##### Passage for review

The real Got Brexit Done slogan… and working from home…

“Got Brexit done” was quite the slogan from Boris Johnson, although here is a longer version…

“Got a half-arsed Brexit half done and it’s all Europe’s fault folks and who cares about Northern Ireland anyway and what if I did lend my squiggle to that deal without reading a word (have you seen how long those agreements are?) and don’t go listening to that reporter on Channel 4 News who asked me about the Northern Ireland Protocol and said “You must be furious with whoever signed up to a deal that bad” as I’ll be sure to get Channel 4 done in now along with the lefty BBC and yes I conned Northern Ireland about not putting a border in the Irish Sea and now there is one but don’t blame me and the only reason you don’t know what a rank idea Brexit was is that most of the newspapers are in my pocket and are happy to go on blaming Europe for my every wrong and what did you expect when you voted for a jobbing right-wing columnist to run the country?”

Not so snappy, but what’s so great about three-word slogans anyway?

We got done in, there a four-word one.

If you have spotted a single benefit of Brexit, do let me know. I have emptied my pockets and my wallet and still cannot find a thing.

##########
##### Given entries

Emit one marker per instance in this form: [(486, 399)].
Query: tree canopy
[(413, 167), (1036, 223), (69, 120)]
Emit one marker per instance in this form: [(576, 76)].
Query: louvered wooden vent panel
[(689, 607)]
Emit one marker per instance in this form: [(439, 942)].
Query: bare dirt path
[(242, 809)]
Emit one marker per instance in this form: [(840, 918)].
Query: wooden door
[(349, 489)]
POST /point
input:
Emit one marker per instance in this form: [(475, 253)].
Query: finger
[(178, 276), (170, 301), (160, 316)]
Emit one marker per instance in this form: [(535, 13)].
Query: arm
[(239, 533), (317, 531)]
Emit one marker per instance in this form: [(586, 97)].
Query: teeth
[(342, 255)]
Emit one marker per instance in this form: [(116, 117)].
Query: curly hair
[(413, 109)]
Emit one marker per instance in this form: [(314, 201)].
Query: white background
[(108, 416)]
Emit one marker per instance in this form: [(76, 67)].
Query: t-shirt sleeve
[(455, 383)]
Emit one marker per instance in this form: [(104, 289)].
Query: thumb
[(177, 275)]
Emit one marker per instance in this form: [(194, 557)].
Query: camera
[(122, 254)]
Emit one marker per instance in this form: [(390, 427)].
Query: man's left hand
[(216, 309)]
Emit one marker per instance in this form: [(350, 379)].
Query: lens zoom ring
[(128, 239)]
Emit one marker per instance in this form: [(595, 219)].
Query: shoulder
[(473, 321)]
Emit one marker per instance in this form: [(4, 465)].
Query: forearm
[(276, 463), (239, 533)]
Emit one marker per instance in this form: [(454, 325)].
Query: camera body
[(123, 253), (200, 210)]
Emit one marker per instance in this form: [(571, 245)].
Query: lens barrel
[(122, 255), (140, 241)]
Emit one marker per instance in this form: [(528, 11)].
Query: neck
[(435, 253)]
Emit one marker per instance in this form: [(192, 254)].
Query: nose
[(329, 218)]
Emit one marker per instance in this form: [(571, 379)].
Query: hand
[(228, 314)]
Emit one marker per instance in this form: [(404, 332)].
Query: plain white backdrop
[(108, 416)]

##########

Pull out the passage of the Brexit slogan piece starting at "We got done" and ending at "find a thing.", word for word. Work only from the Brexit slogan piece and ignore the data.

Exercise result:
We got done in, there a four-word one.

If you have spotted a single benefit of Brexit, do let me know. I have emptied my pockets and my wallet and still cannot find a thing.